WHAT YOU NEED TO DO -
Could every line of the data be printed exactly as it reads?

Phrase grounding data
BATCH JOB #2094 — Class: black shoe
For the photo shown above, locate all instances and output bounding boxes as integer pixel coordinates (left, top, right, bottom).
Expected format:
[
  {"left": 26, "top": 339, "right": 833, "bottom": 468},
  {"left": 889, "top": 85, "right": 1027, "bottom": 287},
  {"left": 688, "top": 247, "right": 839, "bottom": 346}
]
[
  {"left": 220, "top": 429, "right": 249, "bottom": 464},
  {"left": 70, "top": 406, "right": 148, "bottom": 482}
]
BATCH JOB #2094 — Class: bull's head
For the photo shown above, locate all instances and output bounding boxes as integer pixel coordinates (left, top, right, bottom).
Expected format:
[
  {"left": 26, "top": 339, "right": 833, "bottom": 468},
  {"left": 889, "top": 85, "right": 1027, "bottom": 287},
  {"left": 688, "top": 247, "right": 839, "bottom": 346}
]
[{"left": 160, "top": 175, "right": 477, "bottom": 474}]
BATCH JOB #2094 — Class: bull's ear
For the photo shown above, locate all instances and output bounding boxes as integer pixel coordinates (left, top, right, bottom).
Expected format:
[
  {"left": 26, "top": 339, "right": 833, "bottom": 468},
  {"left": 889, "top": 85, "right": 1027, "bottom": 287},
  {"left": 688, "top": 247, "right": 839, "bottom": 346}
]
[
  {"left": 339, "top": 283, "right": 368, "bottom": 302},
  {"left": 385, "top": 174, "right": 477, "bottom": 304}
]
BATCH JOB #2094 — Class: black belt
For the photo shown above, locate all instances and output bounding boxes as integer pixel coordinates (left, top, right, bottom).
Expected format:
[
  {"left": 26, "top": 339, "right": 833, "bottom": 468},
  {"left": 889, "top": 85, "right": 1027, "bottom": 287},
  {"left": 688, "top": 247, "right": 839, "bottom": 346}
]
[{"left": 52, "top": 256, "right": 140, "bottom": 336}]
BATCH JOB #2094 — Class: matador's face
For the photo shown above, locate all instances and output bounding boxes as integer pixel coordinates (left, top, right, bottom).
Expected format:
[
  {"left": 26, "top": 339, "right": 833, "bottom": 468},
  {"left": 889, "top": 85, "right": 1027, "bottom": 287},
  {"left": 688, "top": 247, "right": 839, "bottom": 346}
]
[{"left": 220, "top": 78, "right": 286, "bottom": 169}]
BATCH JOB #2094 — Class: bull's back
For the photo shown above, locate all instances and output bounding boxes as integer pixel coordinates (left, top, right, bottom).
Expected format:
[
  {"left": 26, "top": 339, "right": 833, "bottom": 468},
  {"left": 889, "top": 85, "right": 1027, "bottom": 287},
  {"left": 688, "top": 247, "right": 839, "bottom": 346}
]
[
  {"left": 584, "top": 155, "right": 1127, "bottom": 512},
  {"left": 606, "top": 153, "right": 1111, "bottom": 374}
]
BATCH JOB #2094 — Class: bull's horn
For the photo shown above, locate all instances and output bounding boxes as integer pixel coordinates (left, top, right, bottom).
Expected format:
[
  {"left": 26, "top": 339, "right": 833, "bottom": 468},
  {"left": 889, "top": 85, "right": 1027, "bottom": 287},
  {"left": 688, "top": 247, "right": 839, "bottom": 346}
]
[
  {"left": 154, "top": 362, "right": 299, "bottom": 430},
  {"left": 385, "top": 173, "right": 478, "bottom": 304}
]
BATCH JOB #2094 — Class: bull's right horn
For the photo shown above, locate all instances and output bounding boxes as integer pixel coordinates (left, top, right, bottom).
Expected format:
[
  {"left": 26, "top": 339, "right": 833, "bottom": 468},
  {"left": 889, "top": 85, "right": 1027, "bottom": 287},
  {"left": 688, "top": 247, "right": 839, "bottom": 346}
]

TASK SOLUTION -
BATCH JOB #2094 — Class: black shoe
For the photo shown above, locate all instances and output bounding boxes as integer pixel coordinates (left, top, right, bottom).
Expected format:
[
  {"left": 26, "top": 339, "right": 833, "bottom": 468},
  {"left": 889, "top": 85, "right": 1027, "bottom": 287},
  {"left": 688, "top": 247, "right": 839, "bottom": 346}
]
[
  {"left": 220, "top": 429, "right": 249, "bottom": 464},
  {"left": 70, "top": 406, "right": 148, "bottom": 482}
]
BATCH JOB #2094 — Class: bull's head
For the photo shown above, locate all instances and output bounding boxes as integer pixel coordinates (left, top, right, bottom).
Expected format:
[
  {"left": 26, "top": 339, "right": 833, "bottom": 468},
  {"left": 889, "top": 85, "right": 1027, "bottom": 287},
  {"left": 688, "top": 247, "right": 839, "bottom": 346}
]
[{"left": 160, "top": 175, "right": 477, "bottom": 474}]
BATCH JOB #2094 — Class: bull's ear
For the photo shown above, locate all instances and output bounding boxes as integer pixel coordinates (left, top, right, bottom).
Expected format:
[
  {"left": 26, "top": 339, "right": 833, "bottom": 468},
  {"left": 889, "top": 85, "right": 1027, "bottom": 287},
  {"left": 688, "top": 247, "right": 839, "bottom": 346}
]
[
  {"left": 339, "top": 283, "right": 368, "bottom": 302},
  {"left": 385, "top": 174, "right": 477, "bottom": 304}
]
BATCH JOB #2094 — Class: black belt
For the photo shown above, locate all instances and output bounding boxes as integer pixel coordinates (left, top, right, bottom).
Expected format:
[
  {"left": 26, "top": 339, "right": 833, "bottom": 468},
  {"left": 889, "top": 85, "right": 1027, "bottom": 287},
  {"left": 688, "top": 247, "right": 839, "bottom": 346}
]
[{"left": 52, "top": 256, "right": 140, "bottom": 336}]
BATCH JOB #2094 — Class: matador's face
For the photo shown above, locate all instances and output bounding boxes as integer pixel coordinates (left, top, right, bottom).
Expected format:
[
  {"left": 26, "top": 339, "right": 833, "bottom": 468},
  {"left": 889, "top": 85, "right": 1027, "bottom": 287},
  {"left": 688, "top": 247, "right": 839, "bottom": 346}
]
[{"left": 220, "top": 78, "right": 286, "bottom": 169}]
BATCH JOB #2094 — Class: bull's back
For the photo shown above, locate all instances and output bounding boxes as integer pixel coordinates (left, top, right, bottom).
Expected format:
[
  {"left": 26, "top": 339, "right": 833, "bottom": 468},
  {"left": 889, "top": 85, "right": 1027, "bottom": 287},
  {"left": 688, "top": 247, "right": 839, "bottom": 346}
]
[
  {"left": 584, "top": 155, "right": 1127, "bottom": 512},
  {"left": 606, "top": 153, "right": 1111, "bottom": 374}
]
BATCH JOB #2094 — Class: bull's horn
For the photo shown above, locate all instances and output bounding boxes as integer pixel coordinates (left, top, right, bottom).
Expected format:
[
  {"left": 26, "top": 339, "right": 833, "bottom": 468},
  {"left": 889, "top": 85, "right": 1027, "bottom": 287},
  {"left": 688, "top": 247, "right": 839, "bottom": 346}
]
[
  {"left": 154, "top": 362, "right": 299, "bottom": 430},
  {"left": 385, "top": 173, "right": 478, "bottom": 304}
]
BATCH JOB #2094 — Class: bull's right horn
For the photo shown above, locate all instances and output bounding boxes as integer pixel coordinates (left, top, right, bottom).
Expected format:
[
  {"left": 26, "top": 339, "right": 833, "bottom": 468},
  {"left": 889, "top": 85, "right": 1027, "bottom": 287},
  {"left": 688, "top": 247, "right": 839, "bottom": 346}
]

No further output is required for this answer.